Stored data entries:
_ _ _ _ _

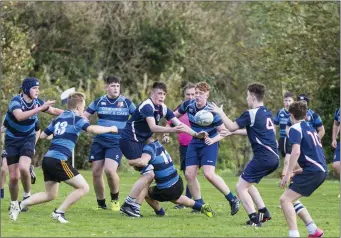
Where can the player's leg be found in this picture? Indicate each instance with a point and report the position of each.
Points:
(112, 160)
(263, 213)
(96, 158)
(304, 215)
(243, 193)
(4, 171)
(286, 200)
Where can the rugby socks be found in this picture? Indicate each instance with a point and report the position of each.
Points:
(200, 200)
(230, 197)
(188, 193)
(311, 227)
(114, 196)
(197, 206)
(263, 210)
(101, 203)
(294, 233)
(161, 212)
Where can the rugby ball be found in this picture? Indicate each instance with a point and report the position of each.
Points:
(203, 118)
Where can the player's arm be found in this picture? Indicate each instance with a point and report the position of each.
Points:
(101, 129)
(335, 132)
(20, 115)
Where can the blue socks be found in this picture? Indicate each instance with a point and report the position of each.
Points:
(230, 197)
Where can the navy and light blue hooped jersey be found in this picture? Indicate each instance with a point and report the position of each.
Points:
(312, 118)
(337, 115)
(312, 156)
(165, 172)
(21, 129)
(112, 112)
(191, 109)
(137, 128)
(65, 128)
(282, 117)
(261, 132)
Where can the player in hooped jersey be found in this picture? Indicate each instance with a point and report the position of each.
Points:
(141, 125)
(169, 185)
(112, 109)
(21, 120)
(281, 119)
(335, 144)
(204, 153)
(66, 129)
(308, 152)
(262, 135)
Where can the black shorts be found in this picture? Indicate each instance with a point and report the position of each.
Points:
(57, 170)
(307, 182)
(183, 151)
(167, 194)
(131, 149)
(284, 146)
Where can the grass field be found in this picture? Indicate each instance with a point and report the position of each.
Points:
(323, 205)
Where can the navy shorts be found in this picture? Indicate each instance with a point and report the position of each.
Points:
(284, 146)
(101, 149)
(337, 153)
(183, 151)
(131, 149)
(57, 170)
(259, 168)
(14, 148)
(201, 154)
(307, 182)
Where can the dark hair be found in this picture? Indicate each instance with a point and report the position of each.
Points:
(188, 86)
(288, 95)
(304, 97)
(160, 85)
(258, 90)
(74, 100)
(298, 110)
(112, 79)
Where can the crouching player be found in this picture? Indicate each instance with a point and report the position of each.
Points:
(169, 185)
(66, 129)
(307, 151)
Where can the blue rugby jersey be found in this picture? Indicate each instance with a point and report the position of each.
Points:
(21, 129)
(191, 109)
(260, 130)
(112, 112)
(282, 117)
(66, 129)
(165, 172)
(312, 156)
(312, 118)
(137, 128)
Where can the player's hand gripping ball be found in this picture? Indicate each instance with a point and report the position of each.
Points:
(204, 118)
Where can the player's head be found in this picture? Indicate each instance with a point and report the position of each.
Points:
(288, 99)
(255, 94)
(76, 102)
(298, 111)
(189, 91)
(30, 87)
(158, 94)
(112, 86)
(202, 92)
(303, 98)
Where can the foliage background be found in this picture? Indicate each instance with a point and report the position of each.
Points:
(288, 46)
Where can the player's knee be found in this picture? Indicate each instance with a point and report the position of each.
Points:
(209, 176)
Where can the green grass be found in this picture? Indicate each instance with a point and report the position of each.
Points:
(323, 205)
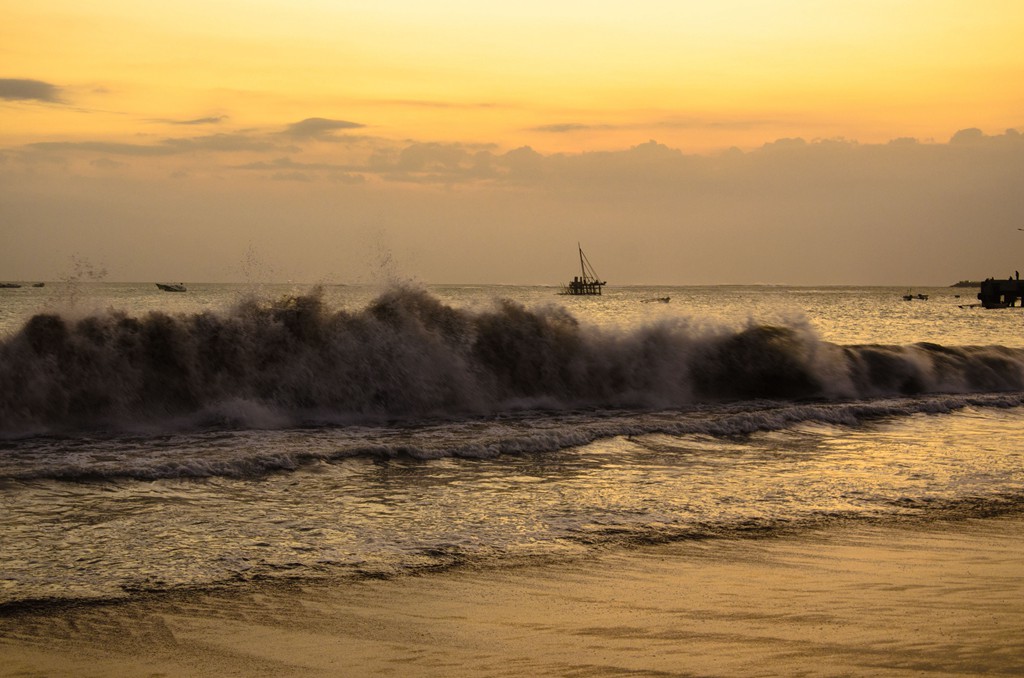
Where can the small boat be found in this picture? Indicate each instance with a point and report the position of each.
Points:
(587, 282)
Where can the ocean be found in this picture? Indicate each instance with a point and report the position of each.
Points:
(232, 435)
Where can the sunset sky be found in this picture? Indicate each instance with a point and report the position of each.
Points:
(681, 142)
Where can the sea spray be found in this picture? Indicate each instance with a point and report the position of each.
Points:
(407, 355)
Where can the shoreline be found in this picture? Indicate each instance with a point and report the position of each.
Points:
(941, 598)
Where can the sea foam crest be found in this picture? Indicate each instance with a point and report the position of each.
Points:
(408, 355)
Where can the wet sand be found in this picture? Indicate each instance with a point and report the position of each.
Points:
(946, 599)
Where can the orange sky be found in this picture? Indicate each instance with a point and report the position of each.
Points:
(378, 93)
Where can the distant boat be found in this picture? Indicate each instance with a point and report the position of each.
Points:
(587, 282)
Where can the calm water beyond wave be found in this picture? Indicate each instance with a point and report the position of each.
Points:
(154, 440)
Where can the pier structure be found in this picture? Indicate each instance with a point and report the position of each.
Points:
(1001, 293)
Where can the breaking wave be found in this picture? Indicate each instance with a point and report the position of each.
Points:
(407, 355)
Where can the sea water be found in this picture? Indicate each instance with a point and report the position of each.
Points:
(229, 434)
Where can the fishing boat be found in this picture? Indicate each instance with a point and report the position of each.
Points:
(587, 282)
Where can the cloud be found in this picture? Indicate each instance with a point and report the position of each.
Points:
(212, 120)
(318, 127)
(29, 90)
(170, 146)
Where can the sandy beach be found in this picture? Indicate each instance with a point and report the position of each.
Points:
(945, 599)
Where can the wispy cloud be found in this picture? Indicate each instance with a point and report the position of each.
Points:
(562, 128)
(18, 89)
(209, 143)
(320, 127)
(212, 120)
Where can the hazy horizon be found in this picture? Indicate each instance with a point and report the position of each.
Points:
(680, 143)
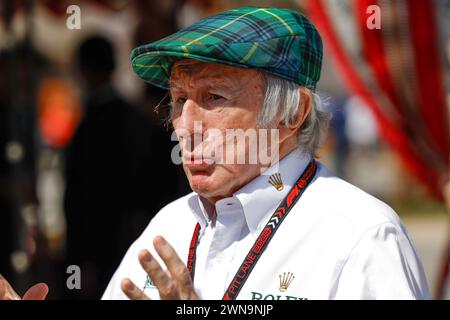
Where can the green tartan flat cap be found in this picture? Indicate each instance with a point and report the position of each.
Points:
(281, 42)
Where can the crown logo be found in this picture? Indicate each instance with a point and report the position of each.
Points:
(285, 280)
(275, 180)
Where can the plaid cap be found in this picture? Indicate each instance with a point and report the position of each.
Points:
(281, 42)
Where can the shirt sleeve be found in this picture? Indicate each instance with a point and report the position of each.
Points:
(382, 265)
(113, 290)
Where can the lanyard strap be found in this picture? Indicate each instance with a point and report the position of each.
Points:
(264, 237)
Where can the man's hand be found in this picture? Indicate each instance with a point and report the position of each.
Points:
(37, 292)
(173, 284)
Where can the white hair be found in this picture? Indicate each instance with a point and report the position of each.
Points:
(282, 100)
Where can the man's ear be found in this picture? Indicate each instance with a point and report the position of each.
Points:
(304, 108)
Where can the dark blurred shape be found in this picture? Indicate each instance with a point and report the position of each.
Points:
(118, 175)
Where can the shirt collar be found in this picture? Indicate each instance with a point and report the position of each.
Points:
(259, 198)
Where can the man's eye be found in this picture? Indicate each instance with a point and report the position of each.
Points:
(181, 100)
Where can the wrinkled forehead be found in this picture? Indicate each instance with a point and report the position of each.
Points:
(190, 72)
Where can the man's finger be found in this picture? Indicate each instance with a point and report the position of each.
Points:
(37, 292)
(6, 291)
(159, 277)
(132, 291)
(180, 274)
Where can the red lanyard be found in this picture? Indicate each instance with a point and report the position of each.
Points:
(263, 239)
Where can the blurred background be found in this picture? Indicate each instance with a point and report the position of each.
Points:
(85, 152)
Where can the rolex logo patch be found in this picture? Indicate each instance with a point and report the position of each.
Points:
(275, 180)
(285, 280)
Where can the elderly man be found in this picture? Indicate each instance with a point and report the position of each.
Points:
(278, 229)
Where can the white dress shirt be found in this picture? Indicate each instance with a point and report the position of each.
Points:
(338, 242)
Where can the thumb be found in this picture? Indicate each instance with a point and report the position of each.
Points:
(37, 292)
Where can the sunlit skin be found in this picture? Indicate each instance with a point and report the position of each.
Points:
(220, 97)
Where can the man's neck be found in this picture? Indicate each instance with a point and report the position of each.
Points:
(209, 203)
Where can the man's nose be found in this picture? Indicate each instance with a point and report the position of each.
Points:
(190, 116)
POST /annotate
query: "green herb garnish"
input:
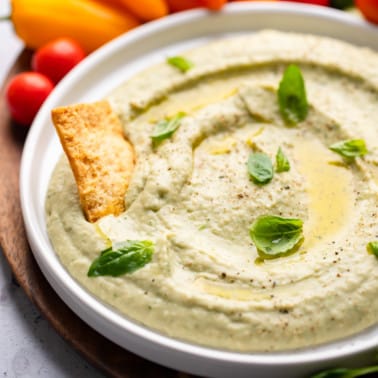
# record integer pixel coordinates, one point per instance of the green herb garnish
(276, 236)
(350, 148)
(282, 163)
(260, 168)
(180, 63)
(341, 4)
(122, 258)
(372, 248)
(165, 128)
(292, 97)
(346, 373)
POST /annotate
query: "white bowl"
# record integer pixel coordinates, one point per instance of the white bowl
(95, 77)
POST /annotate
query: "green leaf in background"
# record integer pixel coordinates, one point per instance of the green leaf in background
(276, 236)
(122, 258)
(372, 248)
(292, 97)
(282, 163)
(350, 148)
(165, 128)
(260, 168)
(346, 373)
(180, 63)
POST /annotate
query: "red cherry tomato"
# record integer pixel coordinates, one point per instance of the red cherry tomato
(57, 57)
(316, 2)
(25, 94)
(369, 8)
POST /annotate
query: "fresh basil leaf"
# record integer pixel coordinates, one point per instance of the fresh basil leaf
(122, 258)
(292, 96)
(350, 148)
(276, 236)
(341, 4)
(282, 163)
(372, 248)
(165, 128)
(346, 373)
(180, 63)
(260, 168)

_ _ _ _ _

— WORK ITEM —
Report how many lines of the preceding records include "wave". Output the number only.

— OUTPUT FOR THIS EXERCISE —
2